***** EXTRAIT SOURCE *****

Il est aussi un théoricien. Il a une formation de philosophie sociale et politique solide, bien qu’elle soit sans doute assez peu continentale. Certains s’étonneront peut-être, par exemple, que son programme autour des « utopies réelles » — qui a été pour moi le point d’accroche central avec son œuvre — fasse si peu référence au traitement de la question utopique dans la tradition critique européenne, et notamment à l’œuvre de Bloch, mais aussi aux développements de Mannheim, Lukács, Adorno, Horkheimer et de nombreux autres. Mais c’est aussi une force, car Wright s’épargne ainsi toutes les impasses théoricistes de ce que Perry Anderson a appelé le « marxisme occidental ». L’ancrage du sociologue étasunien dans le marxisme est, d’une certaine manière, opposé à cette tradition puisqu’il a pris part à partir des années 1980 au Groupe de Septembre, en quête de « non-bullshit marxism » : il rejetait l’idée de dialectique et est à l’origine de ce que l’on appelle aujourd’hui le « marxisme analytique ». Ce courant1 a été très peu reçu et discuté en France — ce qui a eu des effets sur la réception et la lecture de l’œuvre de Wright lui-même.
Pourquoi ce manque d’intérêt français ?

*****

**CONSIGNE**: Dans l'extrait sur Wright, à quel groupe le sociologue a-t-il pris part à partir des années 1980 ? Appuyez-vous seulement sur l'extrait sur Wright.

***** EXTRAIT DES DONNÉES *****

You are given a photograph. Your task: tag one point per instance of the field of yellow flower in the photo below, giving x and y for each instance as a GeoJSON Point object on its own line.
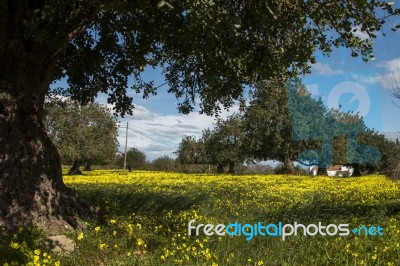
{"type": "Point", "coordinates": [147, 215]}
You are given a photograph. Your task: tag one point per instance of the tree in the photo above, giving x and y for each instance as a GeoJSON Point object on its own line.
{"type": "Point", "coordinates": [207, 49]}
{"type": "Point", "coordinates": [135, 159]}
{"type": "Point", "coordinates": [278, 116]}
{"type": "Point", "coordinates": [164, 163]}
{"type": "Point", "coordinates": [224, 144]}
{"type": "Point", "coordinates": [82, 134]}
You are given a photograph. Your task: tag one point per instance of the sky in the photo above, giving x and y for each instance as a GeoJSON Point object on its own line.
{"type": "Point", "coordinates": [157, 128]}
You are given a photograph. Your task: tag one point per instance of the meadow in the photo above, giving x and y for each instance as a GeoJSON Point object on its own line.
{"type": "Point", "coordinates": [147, 215]}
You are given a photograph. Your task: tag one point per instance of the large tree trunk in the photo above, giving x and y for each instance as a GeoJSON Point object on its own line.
{"type": "Point", "coordinates": [32, 191]}
{"type": "Point", "coordinates": [231, 167]}
{"type": "Point", "coordinates": [75, 169]}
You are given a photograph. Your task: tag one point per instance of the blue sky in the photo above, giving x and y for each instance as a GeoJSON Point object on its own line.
{"type": "Point", "coordinates": [338, 79]}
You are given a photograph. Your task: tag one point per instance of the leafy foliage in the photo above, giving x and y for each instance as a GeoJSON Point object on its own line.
{"type": "Point", "coordinates": [227, 44]}
{"type": "Point", "coordinates": [82, 134]}
{"type": "Point", "coordinates": [135, 159]}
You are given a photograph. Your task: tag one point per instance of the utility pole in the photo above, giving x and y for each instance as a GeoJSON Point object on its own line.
{"type": "Point", "coordinates": [126, 144]}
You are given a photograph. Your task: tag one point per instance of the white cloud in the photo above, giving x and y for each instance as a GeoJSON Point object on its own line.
{"type": "Point", "coordinates": [324, 69]}
{"type": "Point", "coordinates": [364, 79]}
{"type": "Point", "coordinates": [159, 134]}
{"type": "Point", "coordinates": [391, 75]}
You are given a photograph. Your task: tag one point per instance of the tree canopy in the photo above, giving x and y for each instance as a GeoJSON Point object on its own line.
{"type": "Point", "coordinates": [208, 50]}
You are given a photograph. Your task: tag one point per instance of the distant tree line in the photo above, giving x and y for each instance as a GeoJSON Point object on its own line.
{"type": "Point", "coordinates": [282, 122]}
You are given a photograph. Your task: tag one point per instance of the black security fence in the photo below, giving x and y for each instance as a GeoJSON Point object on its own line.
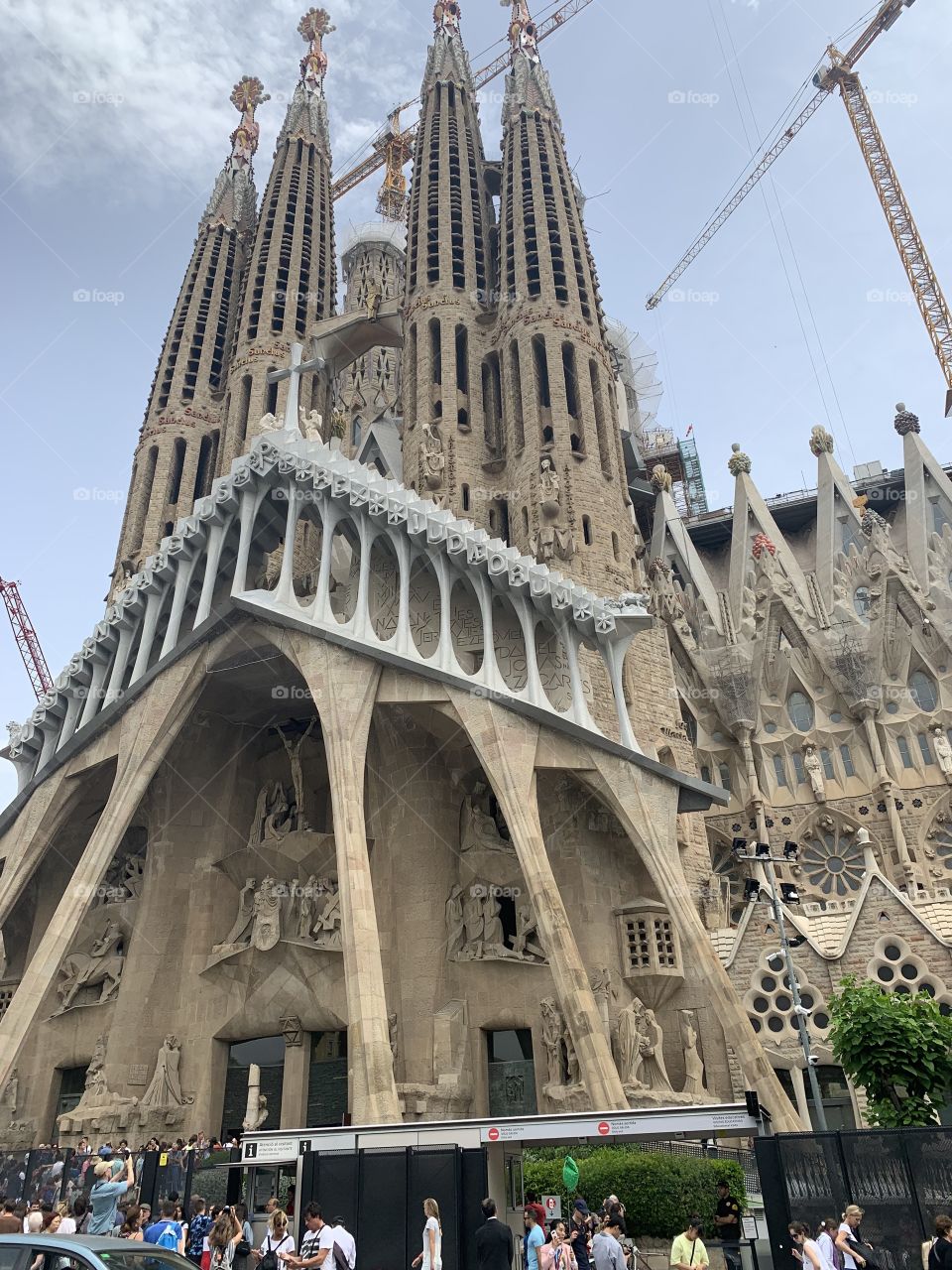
{"type": "Point", "coordinates": [380, 1194]}
{"type": "Point", "coordinates": [900, 1178]}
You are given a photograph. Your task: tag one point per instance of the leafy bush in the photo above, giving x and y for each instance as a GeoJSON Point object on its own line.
{"type": "Point", "coordinates": [658, 1192]}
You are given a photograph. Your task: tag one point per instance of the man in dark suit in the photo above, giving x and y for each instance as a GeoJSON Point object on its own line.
{"type": "Point", "coordinates": [494, 1241]}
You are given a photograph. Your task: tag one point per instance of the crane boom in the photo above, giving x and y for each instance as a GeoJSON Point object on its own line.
{"type": "Point", "coordinates": [27, 639]}
{"type": "Point", "coordinates": [884, 18]}
{"type": "Point", "coordinates": [395, 146]}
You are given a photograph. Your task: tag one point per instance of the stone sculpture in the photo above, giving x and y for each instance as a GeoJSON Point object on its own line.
{"type": "Point", "coordinates": [814, 770]}
{"type": "Point", "coordinates": [100, 966]}
{"type": "Point", "coordinates": [166, 1086]}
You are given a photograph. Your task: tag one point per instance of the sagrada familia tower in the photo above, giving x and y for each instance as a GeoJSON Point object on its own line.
{"type": "Point", "coordinates": [376, 772]}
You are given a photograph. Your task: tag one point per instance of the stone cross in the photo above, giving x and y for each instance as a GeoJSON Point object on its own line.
{"type": "Point", "coordinates": [294, 373]}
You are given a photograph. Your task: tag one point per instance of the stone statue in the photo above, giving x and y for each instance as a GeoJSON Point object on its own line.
{"type": "Point", "coordinates": [266, 928]}
{"type": "Point", "coordinates": [552, 1039]}
{"type": "Point", "coordinates": [527, 944]}
{"type": "Point", "coordinates": [943, 751]}
{"type": "Point", "coordinates": [653, 1074]}
{"type": "Point", "coordinates": [693, 1064]}
{"type": "Point", "coordinates": [311, 425]}
{"type": "Point", "coordinates": [630, 1034]}
{"type": "Point", "coordinates": [477, 826]}
{"type": "Point", "coordinates": [102, 965]}
{"type": "Point", "coordinates": [739, 461]}
{"type": "Point", "coordinates": [257, 1105]}
{"type": "Point", "coordinates": [245, 915]}
{"type": "Point", "coordinates": [454, 922]}
{"type": "Point", "coordinates": [814, 770]}
{"type": "Point", "coordinates": [820, 441]}
{"type": "Point", "coordinates": [431, 454]}
{"type": "Point", "coordinates": [327, 930]}
{"type": "Point", "coordinates": [294, 752]}
{"type": "Point", "coordinates": [166, 1086]}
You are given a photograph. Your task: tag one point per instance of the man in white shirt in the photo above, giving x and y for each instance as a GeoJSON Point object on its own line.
{"type": "Point", "coordinates": [344, 1239]}
{"type": "Point", "coordinates": [316, 1245]}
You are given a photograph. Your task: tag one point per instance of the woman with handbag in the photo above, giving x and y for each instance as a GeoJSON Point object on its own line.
{"type": "Point", "coordinates": [277, 1239]}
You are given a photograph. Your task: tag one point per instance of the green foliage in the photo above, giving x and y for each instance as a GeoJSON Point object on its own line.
{"type": "Point", "coordinates": [897, 1047]}
{"type": "Point", "coordinates": [658, 1192]}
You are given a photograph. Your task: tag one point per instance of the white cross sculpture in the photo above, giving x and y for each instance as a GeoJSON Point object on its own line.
{"type": "Point", "coordinates": [294, 372]}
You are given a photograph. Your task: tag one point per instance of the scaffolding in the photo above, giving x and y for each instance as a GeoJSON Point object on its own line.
{"type": "Point", "coordinates": [680, 460]}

*****

**RÉPONSE**: Au Groupe de Septembre.